Source material -
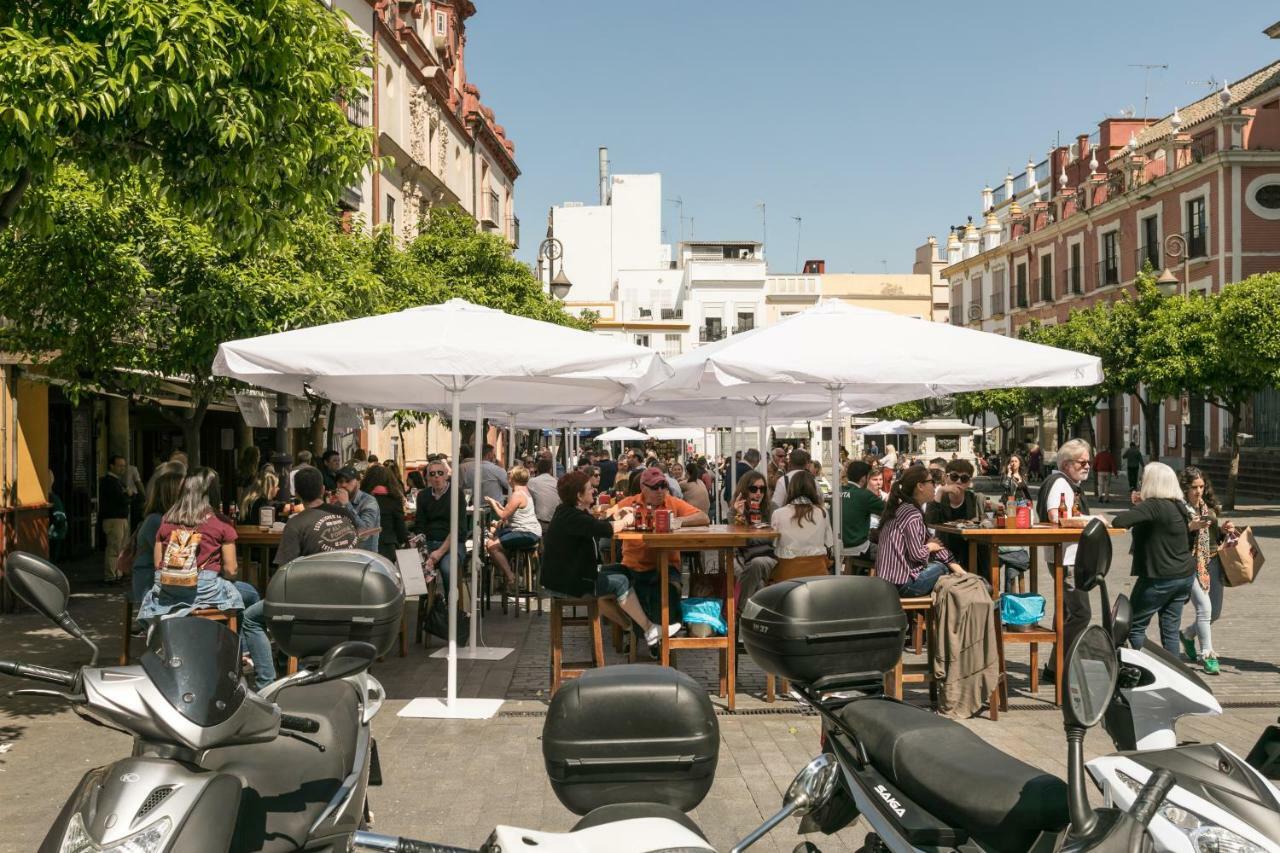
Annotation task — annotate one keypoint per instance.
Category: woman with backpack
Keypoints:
(195, 553)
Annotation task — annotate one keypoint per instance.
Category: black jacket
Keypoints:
(570, 557)
(1160, 548)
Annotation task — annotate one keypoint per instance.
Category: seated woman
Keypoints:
(906, 556)
(195, 555)
(571, 562)
(805, 533)
(516, 525)
(754, 561)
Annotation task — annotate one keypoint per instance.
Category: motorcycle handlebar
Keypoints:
(298, 724)
(49, 675)
(1151, 796)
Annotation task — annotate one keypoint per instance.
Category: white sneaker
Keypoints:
(653, 634)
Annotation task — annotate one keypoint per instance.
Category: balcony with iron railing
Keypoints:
(1107, 272)
(1073, 281)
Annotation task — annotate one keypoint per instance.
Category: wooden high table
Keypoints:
(260, 543)
(1040, 534)
(722, 538)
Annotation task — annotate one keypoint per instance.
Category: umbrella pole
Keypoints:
(835, 478)
(476, 525)
(456, 547)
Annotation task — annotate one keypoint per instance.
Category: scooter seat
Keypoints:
(287, 783)
(958, 776)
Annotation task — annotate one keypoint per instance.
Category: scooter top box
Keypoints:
(630, 734)
(321, 600)
(826, 630)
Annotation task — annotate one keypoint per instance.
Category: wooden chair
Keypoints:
(562, 669)
(791, 569)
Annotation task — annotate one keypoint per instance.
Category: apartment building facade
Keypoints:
(446, 146)
(1194, 195)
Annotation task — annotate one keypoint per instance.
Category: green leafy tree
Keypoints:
(1243, 354)
(227, 109)
(123, 293)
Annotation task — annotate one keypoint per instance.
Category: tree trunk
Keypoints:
(1233, 470)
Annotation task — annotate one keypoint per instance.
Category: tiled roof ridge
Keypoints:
(1203, 109)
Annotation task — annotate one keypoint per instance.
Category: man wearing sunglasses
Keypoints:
(641, 561)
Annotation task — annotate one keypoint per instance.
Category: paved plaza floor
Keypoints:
(451, 781)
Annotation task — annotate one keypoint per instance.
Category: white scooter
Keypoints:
(1219, 801)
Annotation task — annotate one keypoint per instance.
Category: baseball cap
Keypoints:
(653, 477)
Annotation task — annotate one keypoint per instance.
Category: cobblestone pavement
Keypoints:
(451, 781)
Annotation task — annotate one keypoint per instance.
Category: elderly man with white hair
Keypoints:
(1066, 484)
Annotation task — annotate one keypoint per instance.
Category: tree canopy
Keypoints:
(229, 110)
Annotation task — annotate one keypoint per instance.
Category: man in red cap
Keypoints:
(656, 495)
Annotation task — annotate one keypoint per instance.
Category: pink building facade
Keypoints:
(1196, 194)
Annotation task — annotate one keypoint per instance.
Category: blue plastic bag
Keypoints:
(1022, 609)
(704, 610)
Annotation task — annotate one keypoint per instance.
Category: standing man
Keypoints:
(360, 506)
(113, 509)
(1074, 461)
(432, 519)
(1105, 466)
(796, 461)
(608, 471)
(329, 465)
(1133, 464)
(493, 479)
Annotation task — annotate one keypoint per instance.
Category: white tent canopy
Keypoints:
(622, 434)
(438, 355)
(865, 359)
(885, 428)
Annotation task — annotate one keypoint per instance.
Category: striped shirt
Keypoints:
(903, 550)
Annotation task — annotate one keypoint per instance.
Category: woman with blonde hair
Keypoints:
(1162, 562)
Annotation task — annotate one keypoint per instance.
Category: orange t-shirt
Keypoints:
(635, 555)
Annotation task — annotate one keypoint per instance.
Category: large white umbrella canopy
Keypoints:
(867, 359)
(885, 428)
(451, 354)
(622, 434)
(435, 354)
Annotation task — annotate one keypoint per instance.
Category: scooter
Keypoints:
(1219, 801)
(215, 766)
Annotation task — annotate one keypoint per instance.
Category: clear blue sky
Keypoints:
(876, 123)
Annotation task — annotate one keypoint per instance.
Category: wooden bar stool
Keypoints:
(562, 669)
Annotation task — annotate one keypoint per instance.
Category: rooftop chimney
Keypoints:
(604, 176)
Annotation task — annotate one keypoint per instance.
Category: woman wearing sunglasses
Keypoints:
(754, 560)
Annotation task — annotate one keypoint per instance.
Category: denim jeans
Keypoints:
(924, 582)
(255, 639)
(1159, 596)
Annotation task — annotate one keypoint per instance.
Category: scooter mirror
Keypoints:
(813, 785)
(39, 583)
(1091, 676)
(344, 660)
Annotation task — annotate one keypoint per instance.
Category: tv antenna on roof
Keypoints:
(1146, 81)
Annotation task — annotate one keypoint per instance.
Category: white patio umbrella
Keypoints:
(885, 428)
(867, 359)
(438, 355)
(622, 434)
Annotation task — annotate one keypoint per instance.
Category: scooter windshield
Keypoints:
(195, 664)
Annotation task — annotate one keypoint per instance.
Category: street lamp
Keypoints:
(1175, 247)
(553, 250)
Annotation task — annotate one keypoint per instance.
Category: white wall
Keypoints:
(585, 233)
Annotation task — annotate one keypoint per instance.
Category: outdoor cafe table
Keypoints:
(714, 537)
(1040, 534)
(259, 543)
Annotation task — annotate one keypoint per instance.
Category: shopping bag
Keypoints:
(1242, 559)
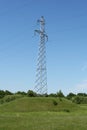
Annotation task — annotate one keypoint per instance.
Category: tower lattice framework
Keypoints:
(41, 72)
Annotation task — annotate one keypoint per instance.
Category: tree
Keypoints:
(2, 93)
(30, 93)
(8, 92)
(70, 96)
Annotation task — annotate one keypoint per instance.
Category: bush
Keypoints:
(80, 100)
(66, 110)
(30, 93)
(55, 103)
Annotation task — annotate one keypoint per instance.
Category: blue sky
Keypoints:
(66, 26)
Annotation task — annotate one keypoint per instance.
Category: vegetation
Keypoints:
(29, 110)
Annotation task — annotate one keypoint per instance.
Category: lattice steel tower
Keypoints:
(41, 72)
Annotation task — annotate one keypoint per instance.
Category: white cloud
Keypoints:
(82, 87)
(84, 67)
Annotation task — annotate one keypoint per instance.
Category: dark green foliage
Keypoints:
(66, 110)
(8, 92)
(82, 94)
(55, 102)
(2, 93)
(31, 93)
(80, 99)
(70, 96)
(52, 95)
(21, 93)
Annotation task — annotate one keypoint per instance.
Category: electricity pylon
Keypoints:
(41, 72)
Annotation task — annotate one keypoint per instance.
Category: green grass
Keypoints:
(41, 114)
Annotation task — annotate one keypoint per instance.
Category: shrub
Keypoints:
(66, 110)
(55, 103)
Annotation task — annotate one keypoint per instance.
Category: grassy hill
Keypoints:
(37, 104)
(42, 113)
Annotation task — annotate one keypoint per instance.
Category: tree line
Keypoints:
(76, 98)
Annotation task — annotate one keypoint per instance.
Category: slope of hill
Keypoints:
(37, 104)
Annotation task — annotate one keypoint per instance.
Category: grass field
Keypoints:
(41, 114)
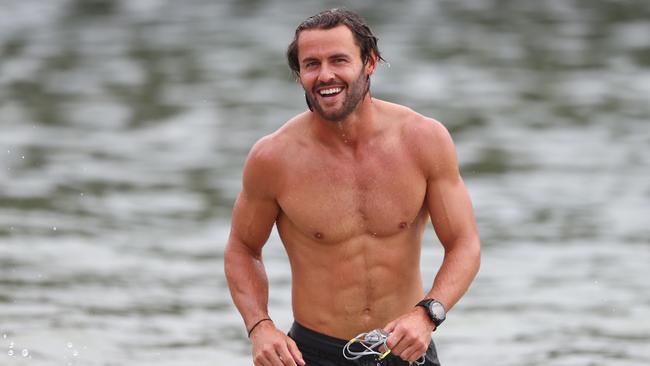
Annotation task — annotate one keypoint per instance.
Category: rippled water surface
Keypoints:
(124, 126)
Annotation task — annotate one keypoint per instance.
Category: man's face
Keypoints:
(331, 72)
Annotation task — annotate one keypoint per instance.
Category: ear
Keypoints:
(371, 64)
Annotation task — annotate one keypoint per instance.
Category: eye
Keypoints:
(310, 64)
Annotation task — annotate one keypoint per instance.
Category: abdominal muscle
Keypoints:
(352, 286)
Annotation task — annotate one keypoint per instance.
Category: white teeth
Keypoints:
(330, 91)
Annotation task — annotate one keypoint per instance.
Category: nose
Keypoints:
(325, 73)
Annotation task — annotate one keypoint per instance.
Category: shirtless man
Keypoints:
(350, 185)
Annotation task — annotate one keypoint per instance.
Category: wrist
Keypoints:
(258, 324)
(434, 310)
(422, 313)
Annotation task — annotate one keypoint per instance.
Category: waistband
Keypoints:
(315, 341)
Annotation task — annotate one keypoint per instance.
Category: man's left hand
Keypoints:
(410, 334)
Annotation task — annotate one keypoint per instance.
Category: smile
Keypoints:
(330, 91)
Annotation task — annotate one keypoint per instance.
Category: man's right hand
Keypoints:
(271, 347)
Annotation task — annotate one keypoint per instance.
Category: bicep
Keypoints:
(256, 208)
(448, 201)
(252, 220)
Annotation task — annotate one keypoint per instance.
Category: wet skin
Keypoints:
(350, 190)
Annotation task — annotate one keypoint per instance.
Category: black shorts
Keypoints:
(322, 350)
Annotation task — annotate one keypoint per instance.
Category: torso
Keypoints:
(351, 222)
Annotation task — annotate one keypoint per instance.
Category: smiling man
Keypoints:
(350, 185)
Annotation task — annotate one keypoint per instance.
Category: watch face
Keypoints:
(437, 310)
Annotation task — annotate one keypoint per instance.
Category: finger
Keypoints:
(394, 338)
(261, 360)
(295, 352)
(412, 353)
(276, 361)
(390, 326)
(398, 347)
(286, 357)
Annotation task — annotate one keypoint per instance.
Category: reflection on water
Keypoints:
(124, 126)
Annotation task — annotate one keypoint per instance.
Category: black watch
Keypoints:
(435, 310)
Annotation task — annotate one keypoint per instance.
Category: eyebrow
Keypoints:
(334, 56)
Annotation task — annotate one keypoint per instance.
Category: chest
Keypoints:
(379, 191)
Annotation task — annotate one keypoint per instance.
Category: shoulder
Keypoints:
(268, 156)
(427, 140)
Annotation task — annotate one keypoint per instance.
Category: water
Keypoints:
(124, 126)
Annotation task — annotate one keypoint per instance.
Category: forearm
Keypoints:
(459, 267)
(247, 281)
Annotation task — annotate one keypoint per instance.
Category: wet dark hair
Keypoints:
(332, 18)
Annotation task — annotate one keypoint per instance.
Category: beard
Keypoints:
(354, 94)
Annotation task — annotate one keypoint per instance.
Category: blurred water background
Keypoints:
(124, 126)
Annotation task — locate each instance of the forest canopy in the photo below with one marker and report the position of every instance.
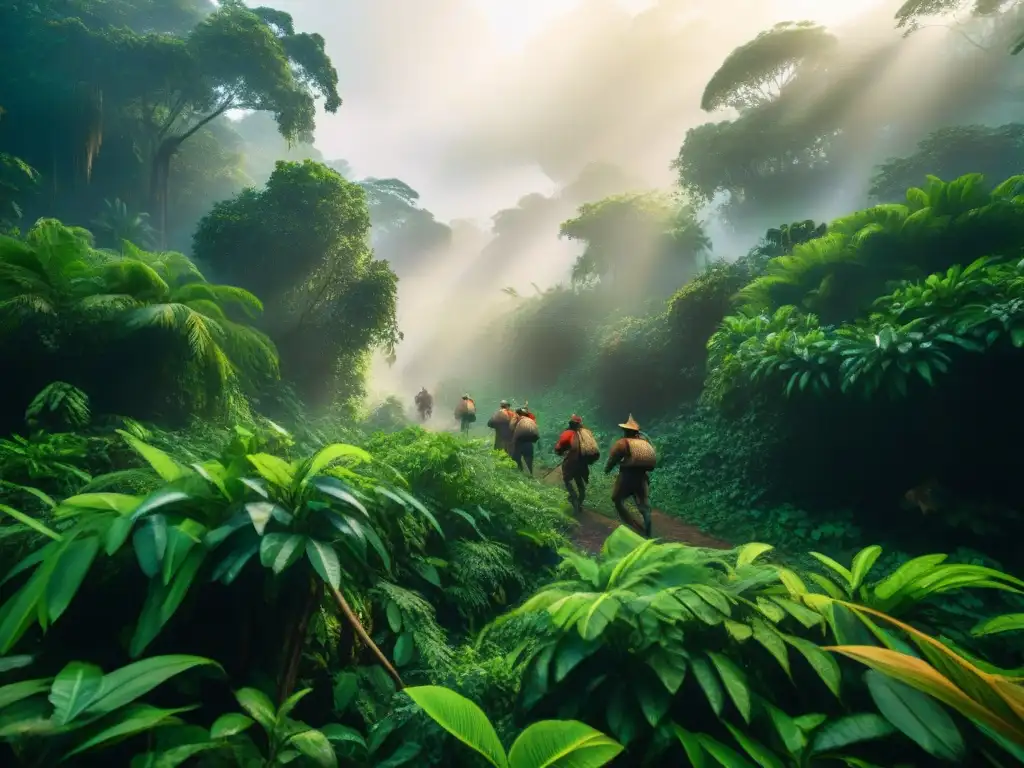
(216, 551)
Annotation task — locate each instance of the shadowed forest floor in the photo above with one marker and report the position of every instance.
(594, 528)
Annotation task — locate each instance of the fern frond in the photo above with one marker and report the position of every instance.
(138, 481)
(418, 617)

What needs to be done -
Your answer should consist of all lines above that include the string "white".

Solution for this exercise -
Category: white sneaker
Category: white scooter
Category: elderly man with white hair
Category: white tent canopy
Category: large white umbrella canopy
Category: white patio umbrella
Category: white wall
Category: white cloud
Category: white teeth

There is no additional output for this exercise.